─── Records for the exercise ───

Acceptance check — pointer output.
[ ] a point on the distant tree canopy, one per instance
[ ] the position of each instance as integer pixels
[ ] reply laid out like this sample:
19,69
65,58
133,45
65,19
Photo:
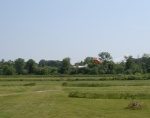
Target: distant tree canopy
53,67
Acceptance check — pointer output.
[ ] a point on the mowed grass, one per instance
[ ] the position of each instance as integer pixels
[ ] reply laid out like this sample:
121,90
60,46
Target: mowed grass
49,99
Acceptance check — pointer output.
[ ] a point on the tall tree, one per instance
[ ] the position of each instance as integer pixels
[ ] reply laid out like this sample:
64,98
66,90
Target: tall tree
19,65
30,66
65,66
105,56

───
─── Records for the exercise ───

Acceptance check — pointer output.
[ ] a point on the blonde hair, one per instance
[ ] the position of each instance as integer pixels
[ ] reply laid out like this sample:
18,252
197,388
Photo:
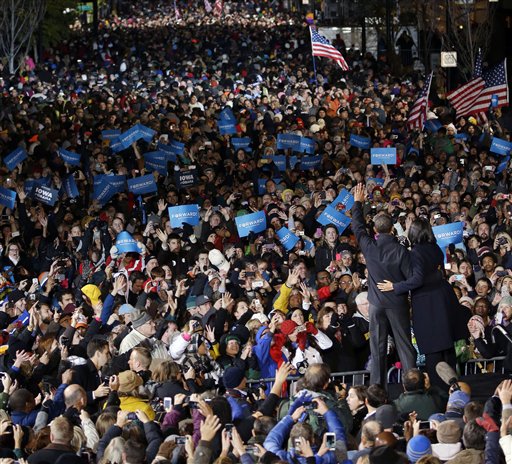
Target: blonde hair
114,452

───
─── Records for the exercise ───

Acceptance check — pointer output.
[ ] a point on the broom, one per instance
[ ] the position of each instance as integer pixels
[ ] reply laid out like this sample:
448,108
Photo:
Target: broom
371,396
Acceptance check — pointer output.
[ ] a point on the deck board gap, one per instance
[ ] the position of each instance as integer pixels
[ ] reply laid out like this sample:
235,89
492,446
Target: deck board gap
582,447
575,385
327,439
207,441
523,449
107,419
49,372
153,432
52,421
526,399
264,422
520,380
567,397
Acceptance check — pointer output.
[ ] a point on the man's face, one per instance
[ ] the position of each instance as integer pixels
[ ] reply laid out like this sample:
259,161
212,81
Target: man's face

───

Which lines in the items above contain the word "board"? Pick out each one and copy it.

**Final result:**
[ ] a point on the deck board gap, one per instance
Target: deck board gap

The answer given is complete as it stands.